### [POR HACER]
En el artículo «Hagamos nuestra historia», ¿por qué lo que se repite son los errores y no la historia? Explícalo en una a tres oraciones.

Coloquio

Edición Nº28 - Agosto 1997

Ed. Nº28: Hagamos nuestra historia

Por Moisés Garzon Serfaty

Creo yo que la historia no se piensa. Se hace. Y tenemos que darnos prisa en hacerla. Tenemos que hacer nuestra historia paso a paso, a partir de hoy y «hoy» debe entenderse por «cada día». No importa cómo fue ayer esa historia o cómo se comportó con nosotros, los judíos.

La historia, es cierto, tiene un comportamiento versátil que a veces nos gusta y otras nos disgusta. También tiene la virtud, dicen algunos, de repetirse. Esto no es cierto. Los que se repiten son los errores, las causas que llevan a producir los mismos efectos. Y es que no aprendemos de los tropiezos del pasado, sean propios o ajenos.

La historia sabemos que puede ser cruel, pero sus injusticias no siempre quedan impunes. Es cuestión de esperar el tiempo propicio y definitivo para que se emita el juicio. Porque el Día del Juicio vendrá, según lo anunciado en las Escrituras bíblicas. Será después de la última contienda… Muertos y vivos seremos juzgados, rendiremos cuentas al Creador. Él, que es el Principio, nos pedirá cuentas cuando sea el Fin.

### [DATOS DISPONIBLES]
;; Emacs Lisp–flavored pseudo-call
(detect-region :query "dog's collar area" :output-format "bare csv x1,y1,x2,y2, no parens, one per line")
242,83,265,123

### [RESULTADO]
El texto niega que la historia se repita: lo que se repite son los errores, las causas que llevan a producir los mismos efectos. Esto ocurre porque no aprendemos de los tropiezos del pasado, sean propios o ajenos.